• _Exercise aim_: Reproduce the items below, but switch "ceiling skylight" to "roof window" wherever it occurs and leave every other line unchanged.
· · · · ·
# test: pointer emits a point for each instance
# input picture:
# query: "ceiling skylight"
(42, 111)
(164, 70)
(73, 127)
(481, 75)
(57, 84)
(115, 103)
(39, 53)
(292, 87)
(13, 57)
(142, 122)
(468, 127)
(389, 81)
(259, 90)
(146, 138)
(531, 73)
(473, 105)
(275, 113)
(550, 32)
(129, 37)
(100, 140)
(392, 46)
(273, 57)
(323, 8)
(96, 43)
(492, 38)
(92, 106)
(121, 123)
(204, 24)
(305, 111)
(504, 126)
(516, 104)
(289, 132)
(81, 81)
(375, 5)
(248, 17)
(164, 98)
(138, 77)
· · · · ·
• _Solution to the exercise_:
# test: pointer emits a point for each instance
# input picture:
# query: "roof window"
(42, 111)
(164, 70)
(73, 127)
(481, 75)
(57, 84)
(115, 103)
(39, 53)
(292, 87)
(13, 57)
(142, 122)
(468, 127)
(389, 81)
(259, 90)
(146, 138)
(531, 73)
(473, 105)
(275, 113)
(550, 32)
(129, 37)
(100, 140)
(392, 46)
(273, 57)
(323, 8)
(96, 43)
(492, 38)
(92, 106)
(121, 123)
(204, 24)
(305, 111)
(504, 126)
(516, 104)
(289, 132)
(81, 81)
(375, 5)
(248, 17)
(164, 98)
(138, 77)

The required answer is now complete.